Put the text of the rows below into a JSON list of strings with one string per line, and leave out blank lines. Omit the pictures from your answer.

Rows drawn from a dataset
>>>>

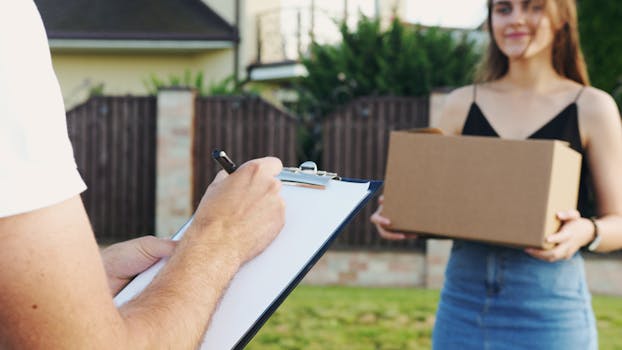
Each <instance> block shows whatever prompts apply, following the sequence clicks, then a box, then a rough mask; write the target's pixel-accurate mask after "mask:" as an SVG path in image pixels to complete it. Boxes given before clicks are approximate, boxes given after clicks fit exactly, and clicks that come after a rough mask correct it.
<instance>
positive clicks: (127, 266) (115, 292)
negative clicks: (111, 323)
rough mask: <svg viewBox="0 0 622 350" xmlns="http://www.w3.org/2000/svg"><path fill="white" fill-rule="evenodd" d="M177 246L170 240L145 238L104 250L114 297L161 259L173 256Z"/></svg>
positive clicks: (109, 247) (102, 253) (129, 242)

<<<<

● TASK RESPONSE:
[
  "Each <instance> block shows whatever prompts apply, following the sequence clicks, then a box, then a rough mask; write the target's pixel-accurate mask after \"mask:\" as an SVG path in image pixels to complete it. Boxes given before clicks are approximate, boxes given after clicks fit exactly, and clicks that come after a rough mask correct it.",
  "<instance>",
  "positive clicks: (127, 266) (115, 292)",
  "negative clicks: (111, 323)",
  "rough mask: <svg viewBox=\"0 0 622 350\" xmlns=\"http://www.w3.org/2000/svg\"><path fill=\"white\" fill-rule=\"evenodd\" d=\"M177 246L170 240L145 238L104 250L114 297L161 259L173 256Z\"/></svg>",
  "positive clicks: (109, 247) (102, 253) (129, 242)"
]